>> Start Data to process

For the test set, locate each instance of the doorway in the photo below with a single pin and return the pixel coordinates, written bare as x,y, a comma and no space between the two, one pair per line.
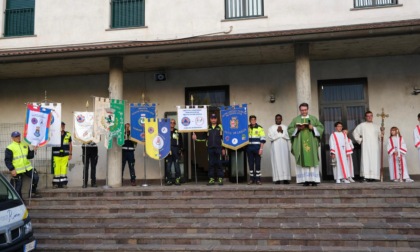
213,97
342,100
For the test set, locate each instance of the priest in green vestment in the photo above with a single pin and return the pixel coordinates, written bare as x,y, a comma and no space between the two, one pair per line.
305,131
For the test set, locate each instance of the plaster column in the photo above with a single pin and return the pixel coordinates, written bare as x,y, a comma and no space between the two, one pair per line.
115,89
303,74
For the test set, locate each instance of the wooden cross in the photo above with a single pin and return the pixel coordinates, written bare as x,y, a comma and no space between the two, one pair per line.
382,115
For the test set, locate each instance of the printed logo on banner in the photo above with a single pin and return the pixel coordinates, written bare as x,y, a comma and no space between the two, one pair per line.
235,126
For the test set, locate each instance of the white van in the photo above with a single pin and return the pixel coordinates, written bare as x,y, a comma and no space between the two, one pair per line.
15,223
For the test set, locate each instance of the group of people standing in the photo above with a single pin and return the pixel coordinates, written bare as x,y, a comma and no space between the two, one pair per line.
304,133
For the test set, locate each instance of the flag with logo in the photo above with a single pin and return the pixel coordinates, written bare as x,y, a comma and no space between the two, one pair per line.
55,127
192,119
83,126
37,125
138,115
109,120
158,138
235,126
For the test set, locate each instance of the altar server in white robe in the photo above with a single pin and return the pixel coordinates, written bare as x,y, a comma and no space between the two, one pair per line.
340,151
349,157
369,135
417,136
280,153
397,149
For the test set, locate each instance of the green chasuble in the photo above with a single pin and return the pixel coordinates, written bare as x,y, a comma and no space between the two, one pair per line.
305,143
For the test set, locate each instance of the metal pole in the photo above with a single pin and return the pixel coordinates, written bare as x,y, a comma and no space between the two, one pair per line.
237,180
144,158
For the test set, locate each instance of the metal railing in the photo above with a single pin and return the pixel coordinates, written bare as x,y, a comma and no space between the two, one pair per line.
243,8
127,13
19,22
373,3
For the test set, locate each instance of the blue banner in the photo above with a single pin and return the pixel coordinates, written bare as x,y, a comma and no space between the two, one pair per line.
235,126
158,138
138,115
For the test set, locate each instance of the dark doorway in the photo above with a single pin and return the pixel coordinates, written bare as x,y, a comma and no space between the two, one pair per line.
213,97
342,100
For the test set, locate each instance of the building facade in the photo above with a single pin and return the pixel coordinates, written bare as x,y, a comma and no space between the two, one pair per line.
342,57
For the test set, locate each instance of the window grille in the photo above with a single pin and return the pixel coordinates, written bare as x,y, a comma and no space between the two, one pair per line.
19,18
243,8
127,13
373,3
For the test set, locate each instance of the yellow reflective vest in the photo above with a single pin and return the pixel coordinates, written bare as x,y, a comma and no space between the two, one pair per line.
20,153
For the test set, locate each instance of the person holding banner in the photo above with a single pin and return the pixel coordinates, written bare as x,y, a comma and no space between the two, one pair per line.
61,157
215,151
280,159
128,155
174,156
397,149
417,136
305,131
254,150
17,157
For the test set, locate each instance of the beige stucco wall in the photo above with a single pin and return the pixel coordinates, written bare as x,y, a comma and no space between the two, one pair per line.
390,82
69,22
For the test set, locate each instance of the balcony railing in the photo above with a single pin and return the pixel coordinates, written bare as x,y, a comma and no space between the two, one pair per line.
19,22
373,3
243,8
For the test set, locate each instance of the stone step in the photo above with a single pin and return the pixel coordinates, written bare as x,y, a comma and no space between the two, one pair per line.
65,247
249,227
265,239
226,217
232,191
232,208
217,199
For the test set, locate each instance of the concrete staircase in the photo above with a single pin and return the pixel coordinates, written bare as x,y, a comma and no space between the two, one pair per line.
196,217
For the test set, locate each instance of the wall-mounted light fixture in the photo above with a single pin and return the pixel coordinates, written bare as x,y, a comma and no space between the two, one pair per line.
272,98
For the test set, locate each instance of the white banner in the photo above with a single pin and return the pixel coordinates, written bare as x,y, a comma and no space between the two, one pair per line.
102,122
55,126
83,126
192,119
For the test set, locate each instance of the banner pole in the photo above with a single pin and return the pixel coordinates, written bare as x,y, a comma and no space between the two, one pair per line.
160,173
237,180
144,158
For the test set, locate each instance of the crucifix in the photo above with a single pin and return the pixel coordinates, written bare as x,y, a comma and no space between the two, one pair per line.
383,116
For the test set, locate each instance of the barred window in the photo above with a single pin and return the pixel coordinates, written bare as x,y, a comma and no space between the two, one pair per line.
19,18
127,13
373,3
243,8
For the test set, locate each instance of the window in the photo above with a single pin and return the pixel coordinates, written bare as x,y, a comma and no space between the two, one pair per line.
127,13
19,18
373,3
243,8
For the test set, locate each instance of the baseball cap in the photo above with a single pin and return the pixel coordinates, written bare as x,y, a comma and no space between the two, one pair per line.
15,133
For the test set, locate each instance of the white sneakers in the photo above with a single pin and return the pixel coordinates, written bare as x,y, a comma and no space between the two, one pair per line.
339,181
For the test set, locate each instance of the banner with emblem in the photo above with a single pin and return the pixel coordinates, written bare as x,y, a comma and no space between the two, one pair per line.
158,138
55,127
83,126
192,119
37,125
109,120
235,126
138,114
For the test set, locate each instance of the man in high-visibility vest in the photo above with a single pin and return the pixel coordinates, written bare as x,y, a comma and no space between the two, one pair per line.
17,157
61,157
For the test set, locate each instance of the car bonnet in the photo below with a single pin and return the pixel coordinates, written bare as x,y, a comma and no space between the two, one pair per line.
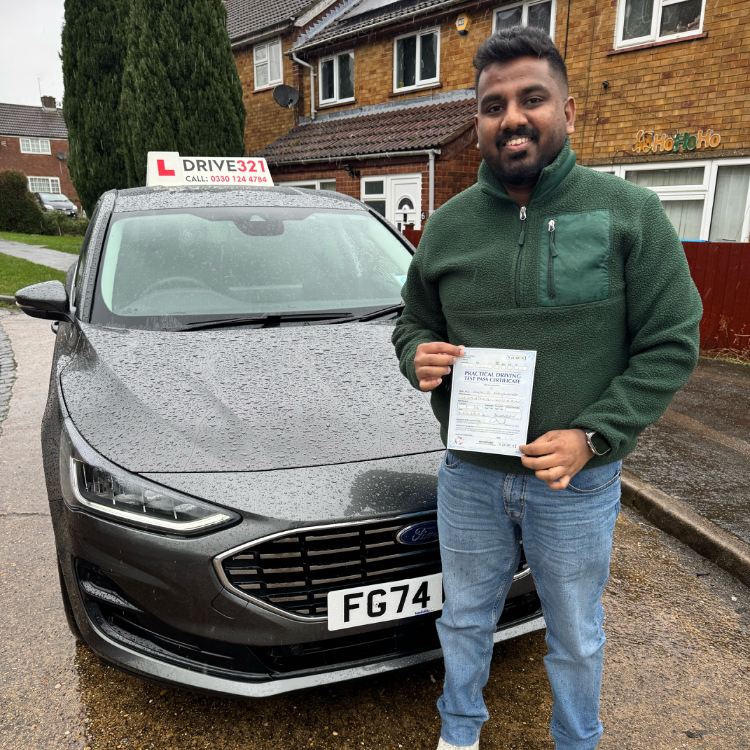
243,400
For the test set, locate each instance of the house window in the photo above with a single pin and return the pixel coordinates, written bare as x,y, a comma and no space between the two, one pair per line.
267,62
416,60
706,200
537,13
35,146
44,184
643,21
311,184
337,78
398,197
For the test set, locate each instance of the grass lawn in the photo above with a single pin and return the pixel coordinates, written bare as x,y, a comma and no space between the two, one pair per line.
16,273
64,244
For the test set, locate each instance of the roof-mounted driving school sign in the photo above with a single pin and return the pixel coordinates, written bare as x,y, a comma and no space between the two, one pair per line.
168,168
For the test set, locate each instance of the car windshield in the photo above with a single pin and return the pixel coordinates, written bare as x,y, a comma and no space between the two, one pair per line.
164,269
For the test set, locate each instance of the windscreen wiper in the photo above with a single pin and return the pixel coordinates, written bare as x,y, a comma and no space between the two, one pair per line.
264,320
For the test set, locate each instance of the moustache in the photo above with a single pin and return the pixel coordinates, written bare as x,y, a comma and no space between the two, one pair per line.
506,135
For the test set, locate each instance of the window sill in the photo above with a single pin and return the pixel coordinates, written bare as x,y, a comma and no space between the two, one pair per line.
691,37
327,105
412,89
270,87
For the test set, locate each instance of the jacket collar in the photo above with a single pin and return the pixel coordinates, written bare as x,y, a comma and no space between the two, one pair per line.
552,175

>> End Data to process
>> Start Data to process

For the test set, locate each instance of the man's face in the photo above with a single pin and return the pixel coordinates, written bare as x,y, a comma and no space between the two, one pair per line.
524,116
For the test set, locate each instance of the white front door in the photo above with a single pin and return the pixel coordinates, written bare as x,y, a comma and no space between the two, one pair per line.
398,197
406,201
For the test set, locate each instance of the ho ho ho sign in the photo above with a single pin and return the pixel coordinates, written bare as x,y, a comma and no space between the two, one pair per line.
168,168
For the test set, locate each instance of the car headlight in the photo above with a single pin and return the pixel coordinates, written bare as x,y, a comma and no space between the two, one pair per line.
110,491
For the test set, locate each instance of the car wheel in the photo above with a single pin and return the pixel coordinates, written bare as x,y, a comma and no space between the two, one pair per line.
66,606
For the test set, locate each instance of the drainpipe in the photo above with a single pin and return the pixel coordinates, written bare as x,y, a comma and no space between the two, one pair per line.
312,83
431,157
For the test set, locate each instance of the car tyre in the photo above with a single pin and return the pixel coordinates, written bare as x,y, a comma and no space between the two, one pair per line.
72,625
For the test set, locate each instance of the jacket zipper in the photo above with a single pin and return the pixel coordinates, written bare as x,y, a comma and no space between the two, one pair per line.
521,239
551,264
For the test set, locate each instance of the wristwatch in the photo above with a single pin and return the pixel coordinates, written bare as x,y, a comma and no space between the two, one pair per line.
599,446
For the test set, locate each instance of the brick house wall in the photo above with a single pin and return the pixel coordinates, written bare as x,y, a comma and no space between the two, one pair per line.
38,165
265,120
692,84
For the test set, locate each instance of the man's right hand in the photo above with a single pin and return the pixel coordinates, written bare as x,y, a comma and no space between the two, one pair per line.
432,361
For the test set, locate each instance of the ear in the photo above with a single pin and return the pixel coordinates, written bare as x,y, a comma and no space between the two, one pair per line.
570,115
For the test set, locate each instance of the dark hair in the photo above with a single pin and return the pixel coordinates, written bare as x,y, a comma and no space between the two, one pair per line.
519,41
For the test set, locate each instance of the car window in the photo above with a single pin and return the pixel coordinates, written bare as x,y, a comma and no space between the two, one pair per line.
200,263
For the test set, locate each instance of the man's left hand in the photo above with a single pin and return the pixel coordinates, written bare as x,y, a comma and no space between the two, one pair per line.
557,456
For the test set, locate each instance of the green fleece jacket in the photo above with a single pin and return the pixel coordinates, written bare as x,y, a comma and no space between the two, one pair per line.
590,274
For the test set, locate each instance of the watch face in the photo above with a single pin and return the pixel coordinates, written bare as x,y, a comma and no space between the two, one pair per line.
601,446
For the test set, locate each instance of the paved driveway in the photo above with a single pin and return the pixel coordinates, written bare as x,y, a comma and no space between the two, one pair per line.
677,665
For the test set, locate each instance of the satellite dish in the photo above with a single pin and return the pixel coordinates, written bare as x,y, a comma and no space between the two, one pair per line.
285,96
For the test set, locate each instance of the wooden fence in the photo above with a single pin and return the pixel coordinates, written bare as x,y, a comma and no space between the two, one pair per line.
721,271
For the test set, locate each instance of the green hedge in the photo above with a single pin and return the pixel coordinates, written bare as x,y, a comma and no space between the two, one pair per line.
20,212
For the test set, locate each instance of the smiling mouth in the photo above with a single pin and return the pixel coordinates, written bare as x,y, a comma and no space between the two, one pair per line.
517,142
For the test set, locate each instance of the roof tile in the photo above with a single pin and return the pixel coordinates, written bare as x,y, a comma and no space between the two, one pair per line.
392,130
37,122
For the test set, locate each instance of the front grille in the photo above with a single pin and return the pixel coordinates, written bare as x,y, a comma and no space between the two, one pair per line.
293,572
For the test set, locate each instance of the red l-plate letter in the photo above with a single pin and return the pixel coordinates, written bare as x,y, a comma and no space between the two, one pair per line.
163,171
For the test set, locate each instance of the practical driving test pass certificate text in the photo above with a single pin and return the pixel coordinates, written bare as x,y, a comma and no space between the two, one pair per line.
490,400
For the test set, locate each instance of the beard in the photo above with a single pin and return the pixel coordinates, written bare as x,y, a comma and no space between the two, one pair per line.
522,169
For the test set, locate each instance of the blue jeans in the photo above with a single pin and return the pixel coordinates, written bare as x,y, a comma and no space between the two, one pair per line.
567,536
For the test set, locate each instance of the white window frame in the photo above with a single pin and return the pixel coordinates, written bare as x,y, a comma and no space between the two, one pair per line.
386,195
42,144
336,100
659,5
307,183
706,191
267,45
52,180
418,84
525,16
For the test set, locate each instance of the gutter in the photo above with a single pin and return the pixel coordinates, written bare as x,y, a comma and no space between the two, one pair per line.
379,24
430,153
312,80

>> End Data to process
>> Start Data to process

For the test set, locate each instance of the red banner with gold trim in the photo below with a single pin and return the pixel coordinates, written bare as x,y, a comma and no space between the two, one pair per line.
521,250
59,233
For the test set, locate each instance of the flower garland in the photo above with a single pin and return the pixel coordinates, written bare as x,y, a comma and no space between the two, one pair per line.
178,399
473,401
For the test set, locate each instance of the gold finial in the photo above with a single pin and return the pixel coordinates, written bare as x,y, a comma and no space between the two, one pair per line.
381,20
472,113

>> End Data to process

• [Exercise brief] From the data above, keep only the lines that contain the string "green", treating uppercase and lowercase as different.

• [Task answer]
For the test set, locate each instance of the priest in green vestment in the photo above with a single pin and return the pixel coordinates, written bare as x,y, a comma and no space between the two, one pair per line.
For the test set, locate each instance of the green chasuble in the photo above with a single pin and return the pixel coordinates, written bare as x,y, a comma and no space between the two, one pair per line.
For the test set, locate each instance of the green fleece jacket in the photo above with a single pin and return the pixel coordinates, written bare as x,y, a comma and no space between the two, one pair per line.
For the test set, locate each instance of the green hedge in the photo above with a single pin and return the pixel coordinates, written bare as x,y, a comma and no space between the two, one pair per line.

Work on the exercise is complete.